* **TASK GOAL**
Copy the abstract on serum amyloid A in spondyloarthritis below in full, word for word.

Article Text

THU0691 Is serum amyloid a protein an useful biomarker to monitor treatment with anti-tumour necrosis factor-alpha agents in spondyloarthritis patients?
  1. F Aguiar,
  2. D Rosa-Gonçalves,
  3. T Martins-Rocha,
  4. RM Ferreira,
  5. A Bernardo,
  6. I Brito,
  7. M Bernardes
  1. Rheumatology, Centro Hospitalar São João, Oporto, Portugal


Background Quantitating the degree of inflammation has become essential to tailor the treatment strategy of various rheumatic diseases. Traditionally used measures to assess disease activity and treatment response in spondyloarthritis (SpA) are ESR, CRP and Bath Ankylosing Spondylitis Disease Activity Index (BASDAI) and Ankylosing Spondylitis Disease Activity Score (ASDAS). Serum amyloid A (SAA) is an acute-phase reactant predominantly synthesized in the liver by hepatocytes in response to proinflammatory cytokines. Some studies have shown that SAA can be a valuable indicator of disease activity, damage and functional impairment, however it has not been extensively used in clinical practice.

(Saved data entries)
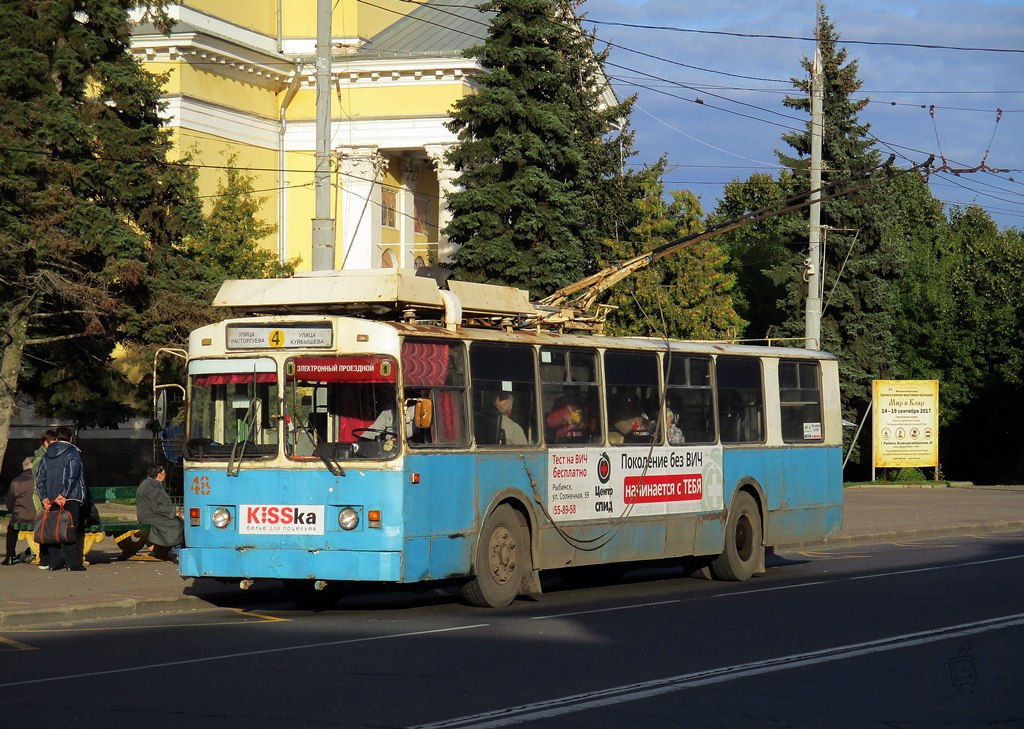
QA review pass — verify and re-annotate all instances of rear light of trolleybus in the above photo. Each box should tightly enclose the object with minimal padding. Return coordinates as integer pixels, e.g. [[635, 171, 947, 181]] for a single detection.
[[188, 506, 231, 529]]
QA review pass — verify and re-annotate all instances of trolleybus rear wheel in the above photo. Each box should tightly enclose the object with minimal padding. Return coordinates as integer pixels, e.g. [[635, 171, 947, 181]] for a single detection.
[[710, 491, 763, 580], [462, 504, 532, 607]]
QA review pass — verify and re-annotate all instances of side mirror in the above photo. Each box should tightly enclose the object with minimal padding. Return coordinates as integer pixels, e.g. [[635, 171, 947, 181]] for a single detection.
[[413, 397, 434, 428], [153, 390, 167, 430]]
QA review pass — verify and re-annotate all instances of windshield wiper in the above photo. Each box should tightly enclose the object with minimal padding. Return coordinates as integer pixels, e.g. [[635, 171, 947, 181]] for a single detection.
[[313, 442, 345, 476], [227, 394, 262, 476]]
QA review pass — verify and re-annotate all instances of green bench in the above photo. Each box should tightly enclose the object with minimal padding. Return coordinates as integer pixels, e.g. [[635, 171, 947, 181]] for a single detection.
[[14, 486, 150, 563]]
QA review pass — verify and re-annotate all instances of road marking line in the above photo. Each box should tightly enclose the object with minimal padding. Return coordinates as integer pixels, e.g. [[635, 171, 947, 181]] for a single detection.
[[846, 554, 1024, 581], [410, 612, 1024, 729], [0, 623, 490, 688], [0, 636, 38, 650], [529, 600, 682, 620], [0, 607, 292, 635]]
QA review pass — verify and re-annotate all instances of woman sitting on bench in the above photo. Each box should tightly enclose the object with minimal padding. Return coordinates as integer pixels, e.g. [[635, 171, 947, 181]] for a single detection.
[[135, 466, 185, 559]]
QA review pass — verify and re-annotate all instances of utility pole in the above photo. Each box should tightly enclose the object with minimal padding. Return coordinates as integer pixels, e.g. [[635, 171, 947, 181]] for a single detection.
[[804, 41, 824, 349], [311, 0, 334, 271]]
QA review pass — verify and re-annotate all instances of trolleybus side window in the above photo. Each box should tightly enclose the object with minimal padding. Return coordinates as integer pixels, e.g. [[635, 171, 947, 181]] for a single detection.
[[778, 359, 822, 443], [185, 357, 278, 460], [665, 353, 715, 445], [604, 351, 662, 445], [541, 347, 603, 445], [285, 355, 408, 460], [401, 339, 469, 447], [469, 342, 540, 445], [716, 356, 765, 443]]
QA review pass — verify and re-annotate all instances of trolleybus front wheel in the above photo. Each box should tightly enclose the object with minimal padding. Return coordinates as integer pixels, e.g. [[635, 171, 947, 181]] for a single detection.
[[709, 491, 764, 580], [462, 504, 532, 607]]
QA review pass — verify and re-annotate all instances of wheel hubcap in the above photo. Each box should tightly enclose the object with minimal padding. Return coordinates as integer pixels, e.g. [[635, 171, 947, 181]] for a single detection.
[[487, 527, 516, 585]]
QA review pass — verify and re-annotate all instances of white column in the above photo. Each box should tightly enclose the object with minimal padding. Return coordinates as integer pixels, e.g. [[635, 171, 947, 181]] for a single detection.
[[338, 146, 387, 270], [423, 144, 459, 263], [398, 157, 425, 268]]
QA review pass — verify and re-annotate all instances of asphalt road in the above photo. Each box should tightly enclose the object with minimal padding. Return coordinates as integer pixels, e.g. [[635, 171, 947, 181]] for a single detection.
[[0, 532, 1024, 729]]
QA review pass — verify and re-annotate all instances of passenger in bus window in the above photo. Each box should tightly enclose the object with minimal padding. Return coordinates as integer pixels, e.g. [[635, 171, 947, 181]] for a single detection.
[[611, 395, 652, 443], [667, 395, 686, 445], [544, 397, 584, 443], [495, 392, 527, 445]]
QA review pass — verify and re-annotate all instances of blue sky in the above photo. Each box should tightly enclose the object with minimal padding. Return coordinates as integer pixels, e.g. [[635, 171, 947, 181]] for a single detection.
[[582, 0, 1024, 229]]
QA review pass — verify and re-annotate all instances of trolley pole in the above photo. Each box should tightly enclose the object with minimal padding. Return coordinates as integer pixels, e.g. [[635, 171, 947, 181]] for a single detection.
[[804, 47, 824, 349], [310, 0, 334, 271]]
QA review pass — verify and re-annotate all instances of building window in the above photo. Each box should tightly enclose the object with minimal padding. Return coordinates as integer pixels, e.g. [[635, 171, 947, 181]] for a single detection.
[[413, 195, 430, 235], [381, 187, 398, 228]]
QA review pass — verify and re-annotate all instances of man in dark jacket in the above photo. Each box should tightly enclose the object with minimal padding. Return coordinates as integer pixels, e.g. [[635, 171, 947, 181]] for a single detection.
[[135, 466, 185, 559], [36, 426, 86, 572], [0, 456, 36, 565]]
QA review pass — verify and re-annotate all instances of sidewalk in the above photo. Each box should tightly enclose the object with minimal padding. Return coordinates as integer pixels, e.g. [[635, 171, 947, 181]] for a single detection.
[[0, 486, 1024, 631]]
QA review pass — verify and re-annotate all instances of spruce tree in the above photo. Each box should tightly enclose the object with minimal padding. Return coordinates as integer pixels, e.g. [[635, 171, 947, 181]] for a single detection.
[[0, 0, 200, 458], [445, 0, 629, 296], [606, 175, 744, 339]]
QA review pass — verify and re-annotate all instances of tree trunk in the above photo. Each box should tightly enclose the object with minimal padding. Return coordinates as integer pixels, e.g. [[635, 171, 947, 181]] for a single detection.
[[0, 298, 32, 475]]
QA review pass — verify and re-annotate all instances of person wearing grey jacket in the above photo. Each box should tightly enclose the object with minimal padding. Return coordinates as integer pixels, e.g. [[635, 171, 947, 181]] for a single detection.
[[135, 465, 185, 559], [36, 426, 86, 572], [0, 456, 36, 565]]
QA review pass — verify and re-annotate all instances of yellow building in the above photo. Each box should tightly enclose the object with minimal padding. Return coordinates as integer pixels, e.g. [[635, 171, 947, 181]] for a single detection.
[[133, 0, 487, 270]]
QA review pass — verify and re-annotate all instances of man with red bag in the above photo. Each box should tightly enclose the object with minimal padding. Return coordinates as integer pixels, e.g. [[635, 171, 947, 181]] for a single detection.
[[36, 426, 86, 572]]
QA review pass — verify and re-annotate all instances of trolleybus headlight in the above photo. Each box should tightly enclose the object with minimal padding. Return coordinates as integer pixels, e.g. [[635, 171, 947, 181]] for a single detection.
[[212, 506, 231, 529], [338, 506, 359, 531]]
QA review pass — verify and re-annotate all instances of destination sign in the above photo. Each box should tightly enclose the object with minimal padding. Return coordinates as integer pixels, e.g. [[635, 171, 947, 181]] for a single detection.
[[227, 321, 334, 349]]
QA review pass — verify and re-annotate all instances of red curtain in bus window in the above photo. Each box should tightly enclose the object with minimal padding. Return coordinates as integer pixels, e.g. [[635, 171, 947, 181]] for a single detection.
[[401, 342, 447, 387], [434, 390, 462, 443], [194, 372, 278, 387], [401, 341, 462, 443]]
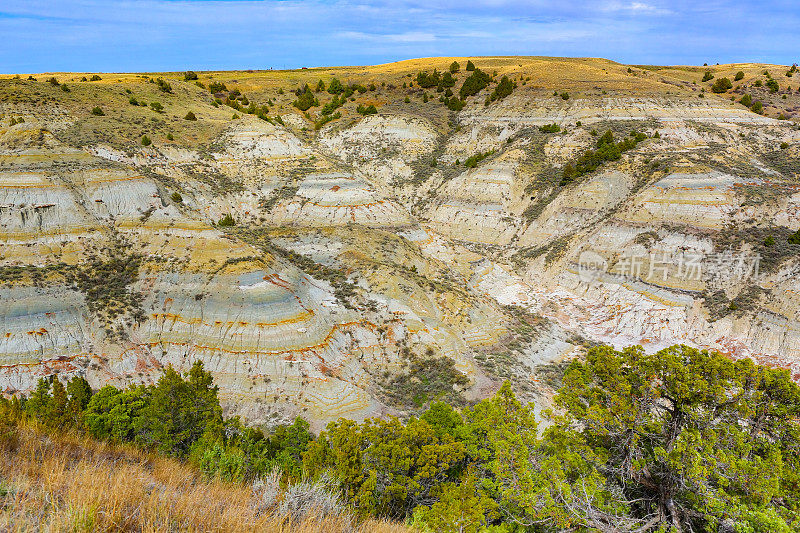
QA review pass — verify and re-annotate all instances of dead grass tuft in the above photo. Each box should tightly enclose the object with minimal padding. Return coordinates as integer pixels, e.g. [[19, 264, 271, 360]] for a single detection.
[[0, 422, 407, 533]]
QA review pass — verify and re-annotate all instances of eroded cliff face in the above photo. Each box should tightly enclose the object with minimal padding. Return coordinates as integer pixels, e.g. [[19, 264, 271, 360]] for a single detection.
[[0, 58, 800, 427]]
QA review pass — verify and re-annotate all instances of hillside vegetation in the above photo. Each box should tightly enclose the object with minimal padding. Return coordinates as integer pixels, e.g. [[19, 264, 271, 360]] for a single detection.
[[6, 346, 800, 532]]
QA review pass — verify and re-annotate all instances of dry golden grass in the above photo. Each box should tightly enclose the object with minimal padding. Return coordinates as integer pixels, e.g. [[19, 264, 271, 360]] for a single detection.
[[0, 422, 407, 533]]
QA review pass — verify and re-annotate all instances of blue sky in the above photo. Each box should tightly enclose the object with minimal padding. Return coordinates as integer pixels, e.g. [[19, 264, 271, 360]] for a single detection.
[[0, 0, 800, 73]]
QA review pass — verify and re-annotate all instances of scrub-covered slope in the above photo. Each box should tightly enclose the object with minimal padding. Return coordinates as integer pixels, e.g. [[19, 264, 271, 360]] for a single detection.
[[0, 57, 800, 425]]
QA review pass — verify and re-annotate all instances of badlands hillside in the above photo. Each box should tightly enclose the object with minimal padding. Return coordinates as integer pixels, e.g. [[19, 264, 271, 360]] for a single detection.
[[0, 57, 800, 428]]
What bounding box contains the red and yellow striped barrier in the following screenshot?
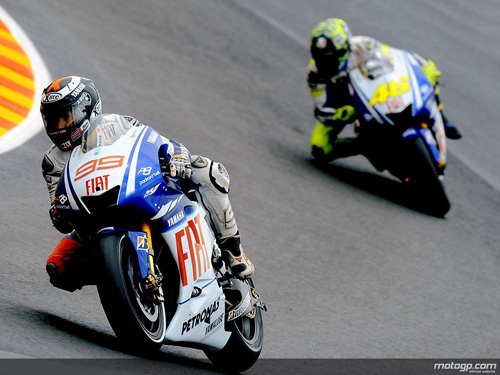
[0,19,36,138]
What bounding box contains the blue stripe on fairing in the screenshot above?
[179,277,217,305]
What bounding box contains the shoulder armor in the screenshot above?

* **YOUR RESPONSE**
Article Text

THU0691 Is serum amyloid a protein an useful biomarker to monitor treatment with anti-tumour necrosis factor-alpha agents in spondyloarthritis patients?
  1. F Aguiar,
  2. D Rosa-Gonçalves,
  3. T Martins-Rocha,
  4. RM Ferreira,
  5. A Bernardo,
  6. I Brito,
  7. M Bernardes
  1. Rheumatology, Centro Hospitalar São João, Oporto, Portugal


Background Quantitating the degree of inflammation has become essential to tailor the treatment strategy of various rheumatic diseases. Traditionally used measures to assess disease activity and treatment response in spondyloarthritis (SpA) are ESR, CRP and Bath Ankylosing Spondylitis Disease Activity Index (BASDAI) and Ankylosing Spondylitis Disease Activity Score (ASDAS). Serum amyloid A (SAA) is an acute-phase reactant predominantly synthesized in the liver by hepatocytes in response to proinflammatory cytokines. Some studies have shown that SAA can be a valuable indicator of disease activity, damage and functional impairment, however it has not been extensively used in clinical practice.